### TASK ITEM
Your output must be the lines below from the line containing "Box the forested hillside." to the line containing "Box the palm tree.", both lines included, reproduced exactly and without pictures.

═════ RECORDS FOR THE EXERCISE ═════

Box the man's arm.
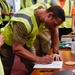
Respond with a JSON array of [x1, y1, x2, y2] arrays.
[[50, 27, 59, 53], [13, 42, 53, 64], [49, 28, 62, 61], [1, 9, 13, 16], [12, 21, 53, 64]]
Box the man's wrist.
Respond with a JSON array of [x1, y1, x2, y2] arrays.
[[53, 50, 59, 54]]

═════
═════ RECORDS FOR THE EXERCISE ═════

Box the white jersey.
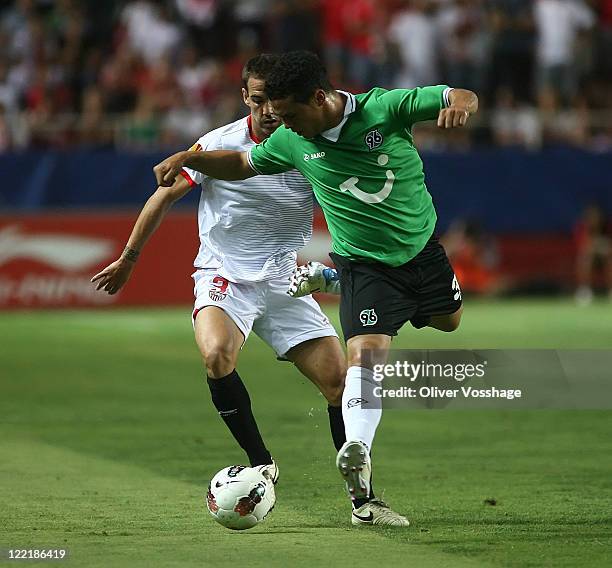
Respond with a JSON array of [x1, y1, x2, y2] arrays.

═════
═════ RECORDS FOR THE EXERCISE ═════

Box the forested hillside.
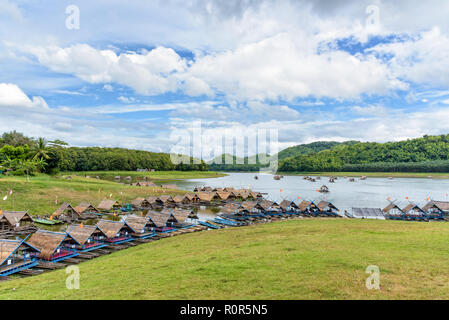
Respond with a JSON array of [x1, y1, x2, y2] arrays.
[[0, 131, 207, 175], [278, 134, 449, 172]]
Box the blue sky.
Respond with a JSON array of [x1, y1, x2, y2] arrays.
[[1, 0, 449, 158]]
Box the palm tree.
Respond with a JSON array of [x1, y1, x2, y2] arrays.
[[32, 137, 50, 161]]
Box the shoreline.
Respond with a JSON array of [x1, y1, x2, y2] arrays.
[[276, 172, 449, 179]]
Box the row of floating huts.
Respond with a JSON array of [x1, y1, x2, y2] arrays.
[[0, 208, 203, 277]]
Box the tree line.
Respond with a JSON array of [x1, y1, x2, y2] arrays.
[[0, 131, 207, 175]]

═════

### OUTPUT BELOW
Box the forested hillside.
Respond with a JSON array of [x1, y1, x2, y2] arrays.
[[0, 131, 207, 175], [278, 134, 449, 172]]
Box the blue sky.
Respond with a JSON array of [x1, y1, x2, y2] arrays.
[[1, 0, 449, 158]]
Box the palm tree.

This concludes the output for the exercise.